* [SUPPLIED MATERIAL]
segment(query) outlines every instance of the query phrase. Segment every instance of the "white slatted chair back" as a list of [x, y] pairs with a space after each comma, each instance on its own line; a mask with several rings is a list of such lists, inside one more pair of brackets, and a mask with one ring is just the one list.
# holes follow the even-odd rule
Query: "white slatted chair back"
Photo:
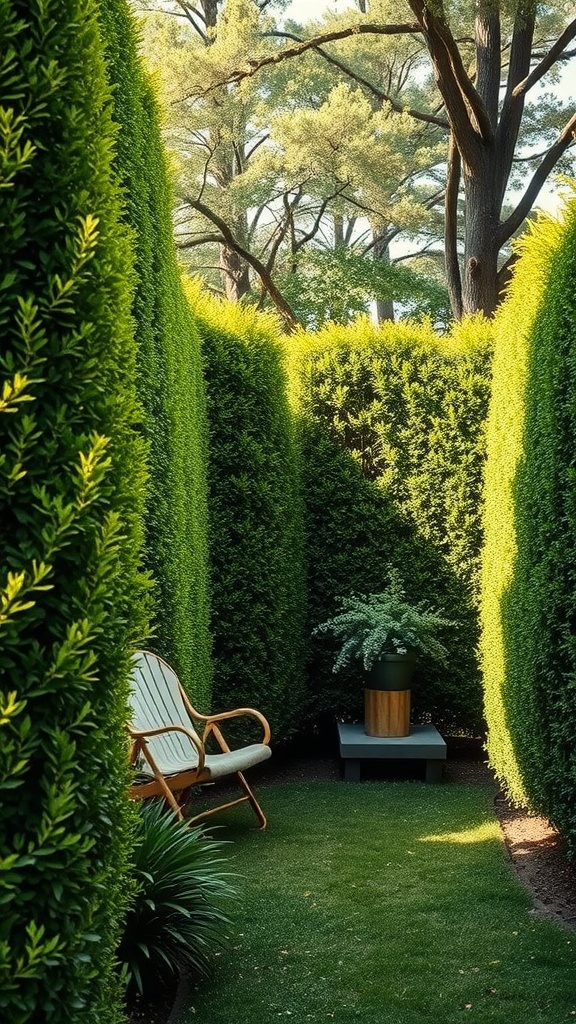
[[[182, 695], [178, 676], [170, 666], [150, 651], [138, 651], [134, 656], [132, 727], [148, 731], [166, 725], [183, 725], [194, 730]], [[163, 775], [172, 775], [195, 768], [198, 751], [192, 740], [181, 732], [151, 736], [148, 747]], [[143, 761], [141, 774], [153, 776], [150, 766]]]

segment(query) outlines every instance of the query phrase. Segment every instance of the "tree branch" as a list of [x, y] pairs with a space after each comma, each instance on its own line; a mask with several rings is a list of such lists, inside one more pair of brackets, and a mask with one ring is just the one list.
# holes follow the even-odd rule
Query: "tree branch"
[[282, 242], [286, 238], [286, 235], [288, 234], [288, 228], [291, 226], [291, 223], [294, 220], [294, 209], [296, 208], [296, 206], [298, 206], [298, 203], [300, 202], [301, 198], [302, 198], [302, 190], [301, 189], [297, 191], [297, 193], [294, 196], [294, 199], [292, 200], [292, 202], [290, 202], [290, 198], [289, 198], [289, 196], [287, 195], [286, 192], [284, 193], [284, 195], [282, 197], [282, 204], [284, 206], [285, 216], [280, 221], [280, 223], [278, 224], [278, 226], [276, 228], [276, 231], [274, 232], [274, 235], [273, 235], [272, 240], [271, 240], [271, 245], [270, 245], [270, 255], [268, 256], [268, 259], [266, 260], [266, 269], [267, 269], [268, 273], [270, 273], [270, 274], [272, 273], [274, 264], [276, 262], [276, 256], [278, 255], [278, 250], [279, 250], [280, 246], [282, 245]]
[[248, 229], [248, 240], [250, 242], [252, 241], [252, 239], [254, 237], [254, 234], [256, 232], [256, 228], [258, 227], [258, 223], [260, 221], [260, 217], [262, 216], [264, 211], [268, 209], [268, 205], [269, 205], [268, 202], [261, 203], [260, 206], [256, 207], [255, 213], [250, 218], [250, 224], [249, 224], [249, 229]]
[[[295, 39], [297, 42], [305, 42], [305, 40], [301, 39], [300, 36], [296, 36], [292, 32], [266, 32], [265, 35], [281, 36], [284, 39]], [[437, 117], [435, 114], [427, 114], [423, 110], [413, 110], [412, 107], [403, 106], [398, 102], [398, 100], [393, 99], [389, 92], [384, 92], [382, 89], [379, 89], [373, 82], [369, 82], [367, 78], [363, 78], [362, 75], [357, 74], [356, 71], [353, 71], [347, 64], [338, 60], [337, 57], [333, 57], [332, 54], [326, 53], [326, 50], [323, 50], [320, 46], [315, 46], [314, 49], [320, 57], [327, 61], [328, 64], [332, 64], [335, 68], [338, 68], [339, 71], [346, 75], [347, 78], [352, 79], [353, 82], [356, 82], [358, 85], [361, 85], [362, 88], [367, 89], [368, 92], [372, 93], [373, 96], [376, 96], [381, 103], [389, 103], [396, 114], [406, 113], [416, 121], [424, 121], [425, 124], [434, 124], [439, 128], [444, 128], [446, 131], [449, 129], [450, 125], [446, 118]]]
[[346, 231], [344, 233], [344, 244], [350, 245], [352, 241], [352, 235], [354, 234], [354, 228], [356, 227], [356, 217], [349, 217], [346, 225]]
[[[174, 2], [178, 5], [178, 7], [183, 12], [183, 17], [186, 18], [186, 20], [190, 22], [190, 24], [192, 25], [192, 28], [194, 29], [194, 31], [198, 33], [198, 35], [200, 36], [202, 42], [204, 44], [206, 44], [208, 42], [208, 36], [206, 35], [205, 32], [202, 31], [200, 26], [196, 24], [194, 18], [192, 17], [192, 15], [195, 14], [197, 18], [200, 18], [202, 21], [204, 21], [204, 17], [202, 15], [202, 12], [198, 11], [195, 7], [192, 7], [192, 9], [191, 9], [189, 4], [185, 3], [185, 0], [174, 0]], [[205, 21], [204, 21], [204, 24], [206, 24]]]
[[522, 116], [524, 114], [524, 93], [514, 95], [514, 90], [530, 70], [532, 56], [532, 43], [534, 41], [535, 18], [533, 12], [519, 11], [516, 15], [514, 30], [512, 33], [512, 45], [510, 47], [510, 61], [508, 64], [508, 79], [506, 83], [506, 95], [500, 112], [500, 122], [496, 132], [497, 145], [499, 150], [498, 158], [498, 188], [500, 203], [503, 202], [506, 185], [512, 168], [512, 161], [516, 151]]
[[260, 138], [252, 146], [252, 149], [249, 149], [249, 150], [246, 151], [246, 159], [250, 160], [250, 158], [254, 156], [254, 153], [256, 152], [256, 150], [259, 149], [260, 146], [263, 146], [265, 142], [268, 142], [269, 138], [270, 138], [270, 133], [269, 132], [266, 132], [265, 134], [261, 135]]
[[[184, 241], [188, 239], [188, 241]], [[197, 245], [206, 245], [208, 242], [216, 242], [218, 245], [226, 245], [226, 239], [222, 235], [206, 233], [195, 235], [192, 232], [181, 231], [175, 236], [177, 249], [194, 249]]]
[[567, 125], [563, 128], [556, 142], [550, 147], [542, 163], [534, 172], [530, 184], [514, 212], [500, 225], [498, 242], [502, 246], [518, 230], [521, 223], [530, 213], [534, 206], [538, 193], [544, 185], [548, 175], [554, 170], [562, 154], [568, 149], [576, 136], [576, 113], [572, 115]]
[[501, 38], [496, 9], [478, 10], [475, 23], [476, 89], [486, 108], [492, 131], [498, 124]]
[[548, 53], [542, 58], [537, 67], [530, 72], [523, 81], [518, 82], [518, 85], [512, 90], [512, 96], [516, 99], [520, 95], [526, 95], [526, 93], [532, 88], [536, 82], [539, 82], [544, 77], [547, 71], [556, 63], [557, 60], [561, 59], [562, 50], [566, 48], [568, 43], [576, 38], [576, 18], [570, 22], [570, 24], [564, 29], [561, 36], [558, 37], [553, 46], [550, 47]]
[[458, 45], [450, 32], [442, 3], [435, 5], [436, 15], [428, 0], [408, 0], [418, 19], [434, 65], [440, 94], [444, 100], [452, 130], [458, 139], [462, 159], [475, 163], [477, 144], [489, 145], [494, 133], [486, 108], [470, 81]]
[[296, 242], [296, 250], [295, 250], [296, 252], [298, 251], [298, 249], [301, 249], [303, 245], [306, 245], [307, 242], [310, 242], [314, 238], [314, 236], [317, 234], [318, 229], [320, 227], [320, 223], [322, 221], [322, 217], [326, 213], [326, 208], [328, 206], [328, 203], [330, 203], [333, 199], [337, 199], [338, 196], [341, 196], [342, 193], [345, 191], [345, 189], [347, 187], [348, 187], [348, 183], [346, 183], [345, 185], [342, 185], [341, 188], [339, 188], [332, 195], [327, 196], [322, 201], [322, 203], [320, 204], [320, 209], [319, 209], [318, 213], [316, 214], [316, 217], [314, 218], [314, 222], [312, 224], [312, 227], [310, 228], [310, 231], [307, 231], [305, 235], [302, 235], [297, 240], [297, 242]]
[[206, 206], [204, 203], [201, 203], [198, 199], [187, 198], [187, 202], [189, 206], [191, 206], [194, 210], [197, 210], [198, 213], [201, 213], [204, 217], [206, 217], [207, 220], [211, 221], [211, 223], [218, 228], [222, 235], [222, 238], [224, 239], [225, 245], [229, 245], [230, 248], [234, 250], [234, 252], [238, 253], [238, 255], [243, 260], [246, 260], [246, 263], [249, 263], [250, 266], [254, 268], [262, 282], [265, 291], [268, 293], [268, 295], [272, 299], [272, 302], [276, 306], [276, 309], [280, 313], [280, 316], [284, 321], [286, 330], [288, 331], [289, 334], [295, 331], [296, 328], [299, 326], [296, 314], [294, 313], [294, 310], [292, 309], [290, 304], [282, 295], [282, 292], [279, 291], [279, 289], [274, 284], [274, 281], [272, 280], [270, 273], [268, 272], [262, 261], [259, 260], [257, 256], [254, 256], [253, 253], [249, 252], [248, 249], [245, 249], [243, 245], [240, 245], [238, 239], [230, 230], [226, 222], [222, 220], [222, 217], [219, 217], [217, 213], [214, 213], [214, 211], [211, 210], [209, 206]]
[[[286, 46], [283, 50], [278, 50], [277, 53], [269, 54], [266, 57], [259, 57], [256, 60], [249, 60], [248, 66], [245, 68], [238, 68], [237, 71], [233, 71], [227, 82], [241, 82], [244, 78], [250, 78], [255, 75], [261, 68], [268, 67], [270, 64], [280, 64], [284, 60], [288, 60], [290, 57], [298, 57], [301, 53], [305, 53], [306, 50], [316, 49], [323, 43], [331, 43], [338, 39], [349, 39], [350, 36], [355, 35], [381, 35], [381, 36], [393, 36], [393, 35], [404, 35], [414, 34], [420, 32], [420, 26], [414, 23], [399, 24], [399, 25], [351, 25], [349, 28], [338, 29], [333, 32], [324, 32], [319, 36], [314, 36], [312, 39], [305, 39], [304, 42], [298, 43], [296, 46]], [[206, 89], [206, 92], [210, 92], [214, 88], [220, 88], [223, 83], [219, 86], [210, 86]]]

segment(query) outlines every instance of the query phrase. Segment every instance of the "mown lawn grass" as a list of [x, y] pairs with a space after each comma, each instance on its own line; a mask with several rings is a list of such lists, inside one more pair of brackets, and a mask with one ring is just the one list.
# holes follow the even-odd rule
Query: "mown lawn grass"
[[576, 1019], [576, 934], [531, 913], [480, 786], [261, 787], [218, 828], [242, 878], [231, 947], [185, 1024]]

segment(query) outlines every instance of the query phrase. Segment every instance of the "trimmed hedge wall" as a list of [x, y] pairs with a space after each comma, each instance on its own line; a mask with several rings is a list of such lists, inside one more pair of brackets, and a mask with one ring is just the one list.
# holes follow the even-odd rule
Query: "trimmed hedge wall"
[[121, 1019], [139, 573], [132, 257], [94, 5], [0, 0], [0, 1017]]
[[135, 236], [138, 393], [150, 448], [146, 564], [155, 580], [154, 650], [193, 701], [211, 695], [206, 406], [198, 329], [172, 234], [172, 194], [159, 118], [126, 0], [100, 0], [114, 84], [117, 169]]
[[482, 654], [489, 754], [576, 852], [576, 201], [523, 242], [498, 317]]
[[[449, 671], [425, 665], [416, 713], [482, 729], [475, 649], [479, 501], [490, 326], [438, 338], [429, 326], [367, 320], [291, 342], [291, 389], [303, 432], [309, 628], [335, 598], [383, 590], [399, 569], [409, 597], [457, 622], [443, 638]], [[330, 641], [309, 665], [309, 710], [358, 714], [358, 672], [331, 672]]]
[[[274, 320], [202, 299], [214, 707], [255, 707], [274, 743], [298, 728], [305, 573], [300, 460]], [[253, 730], [252, 730], [253, 732]]]

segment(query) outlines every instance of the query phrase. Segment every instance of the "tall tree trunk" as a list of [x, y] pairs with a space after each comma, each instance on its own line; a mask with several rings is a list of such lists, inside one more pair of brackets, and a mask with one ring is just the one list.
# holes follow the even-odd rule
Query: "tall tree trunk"
[[[218, 160], [214, 160], [214, 177], [222, 188], [229, 186], [236, 177], [234, 153], [228, 147], [220, 146]], [[247, 248], [247, 222], [248, 215], [245, 211], [230, 211], [228, 226], [234, 239], [244, 249]], [[238, 302], [252, 291], [248, 264], [228, 240], [220, 244], [219, 266], [222, 290], [230, 302]]]
[[458, 196], [460, 192], [461, 160], [454, 133], [450, 132], [446, 165], [446, 192], [444, 196], [444, 261], [446, 284], [455, 320], [462, 319], [462, 276], [458, 256]]
[[[375, 260], [390, 264], [390, 244], [382, 228], [373, 227], [374, 245], [372, 252]], [[376, 299], [376, 319], [379, 324], [385, 320], [394, 320], [394, 303], [392, 299]]]
[[472, 172], [464, 167], [466, 223], [462, 312], [493, 316], [498, 304], [498, 252], [501, 203], [494, 154], [481, 153]]
[[[211, 46], [216, 38], [216, 30], [218, 28], [218, 0], [201, 0], [201, 3], [208, 33], [206, 45]], [[218, 103], [217, 96], [215, 97], [215, 102], [216, 104]], [[215, 143], [214, 148], [216, 149]], [[235, 177], [235, 156], [233, 151], [225, 153], [215, 163], [216, 180], [219, 181], [222, 187], [229, 185]], [[246, 218], [244, 217], [242, 223], [231, 223], [230, 227], [238, 241], [244, 244], [247, 234]], [[251, 286], [248, 264], [234, 249], [225, 243], [220, 245], [219, 268], [222, 290], [230, 302], [238, 302], [244, 295], [249, 294]]]
[[339, 213], [335, 213], [332, 221], [334, 227], [334, 248], [337, 249], [339, 246], [344, 245], [344, 217]]
[[218, 22], [218, 0], [201, 0], [207, 29], [215, 29]]
[[220, 278], [224, 294], [230, 302], [239, 302], [251, 291], [248, 267], [228, 245], [220, 246]]

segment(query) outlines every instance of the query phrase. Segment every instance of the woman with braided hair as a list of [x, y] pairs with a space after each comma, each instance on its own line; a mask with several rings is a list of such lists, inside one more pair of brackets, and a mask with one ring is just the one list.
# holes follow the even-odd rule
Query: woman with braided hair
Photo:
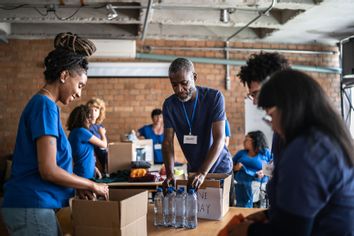
[[60, 235], [55, 210], [68, 206], [74, 188], [82, 198], [108, 198], [108, 186], [73, 174], [69, 141], [57, 102], [80, 98], [87, 82], [89, 40], [61, 33], [45, 58], [45, 85], [24, 108], [2, 215], [11, 235]]

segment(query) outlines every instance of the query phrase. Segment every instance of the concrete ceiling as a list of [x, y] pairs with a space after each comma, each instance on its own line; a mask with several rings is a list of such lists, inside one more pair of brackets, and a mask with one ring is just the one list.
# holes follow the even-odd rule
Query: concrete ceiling
[[[107, 4], [117, 13], [111, 20]], [[0, 0], [0, 40], [71, 31], [96, 39], [333, 45], [354, 34], [353, 12], [354, 0]]]

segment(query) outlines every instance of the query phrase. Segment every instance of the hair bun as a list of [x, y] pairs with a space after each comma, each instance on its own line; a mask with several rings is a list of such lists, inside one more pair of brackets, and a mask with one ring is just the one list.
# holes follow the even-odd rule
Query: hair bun
[[54, 47], [63, 48], [82, 56], [91, 56], [96, 51], [93, 42], [71, 32], [58, 34], [54, 39]]

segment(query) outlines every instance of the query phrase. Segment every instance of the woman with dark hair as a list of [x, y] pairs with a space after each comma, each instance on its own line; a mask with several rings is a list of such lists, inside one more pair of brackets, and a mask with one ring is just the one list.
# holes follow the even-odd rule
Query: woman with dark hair
[[107, 148], [106, 129], [101, 127], [96, 137], [89, 130], [90, 109], [86, 105], [74, 108], [70, 113], [67, 127], [70, 131], [69, 142], [74, 161], [74, 173], [78, 176], [92, 179], [95, 175], [101, 178], [101, 172], [96, 168], [94, 147]]
[[236, 180], [236, 206], [253, 207], [252, 182], [263, 178], [262, 162], [269, 163], [271, 154], [262, 131], [249, 132], [243, 141], [244, 149], [232, 158]]
[[55, 210], [66, 207], [76, 188], [86, 197], [108, 198], [108, 186], [72, 173], [71, 147], [56, 104], [81, 97], [87, 57], [94, 44], [72, 33], [58, 34], [45, 58], [45, 84], [22, 112], [2, 216], [11, 235], [60, 235]]
[[152, 139], [154, 145], [154, 164], [162, 164], [163, 118], [162, 110], [156, 108], [151, 112], [152, 124], [144, 125], [138, 130], [138, 136]]
[[275, 162], [269, 212], [233, 233], [354, 235], [354, 146], [320, 85], [299, 71], [278, 72], [262, 86], [258, 106], [286, 146]]

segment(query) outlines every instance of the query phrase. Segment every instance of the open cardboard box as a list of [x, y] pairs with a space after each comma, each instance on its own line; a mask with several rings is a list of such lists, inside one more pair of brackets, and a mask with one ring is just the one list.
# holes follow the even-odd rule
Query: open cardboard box
[[109, 201], [72, 201], [74, 235], [147, 235], [148, 192], [111, 189], [109, 194]]
[[152, 139], [135, 140], [133, 142], [117, 142], [108, 145], [108, 173], [130, 169], [132, 161], [154, 163]]
[[[190, 175], [193, 175], [192, 173]], [[229, 193], [232, 176], [207, 174], [197, 192], [198, 218], [221, 220], [229, 211]], [[176, 186], [186, 187], [188, 180], [176, 180]]]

* [WORK REQUIRED]
Reproduce exactly what appears from the line containing "of the open" down to the final line of the data.

* [RESULT]
segment(query) outlines every instance of the query phrase. Segment every instance of the open cardboard box as a list of [x, y] pairs with a space after each comma, each instance on its own line; a mask with several rings is a list of such lists, inside one more pair of brackets, and a mask with one ring is just the one list.
# holes follow the even-odd rule
Query: open cardboard box
[[109, 201], [72, 201], [74, 235], [147, 235], [148, 192], [111, 189], [109, 194]]
[[152, 139], [135, 140], [133, 142], [117, 142], [108, 145], [108, 173], [130, 169], [132, 161], [154, 163]]
[[[190, 175], [193, 175], [192, 173]], [[229, 193], [232, 176], [207, 174], [197, 192], [198, 218], [221, 220], [229, 211]], [[176, 186], [186, 187], [188, 180], [176, 180]]]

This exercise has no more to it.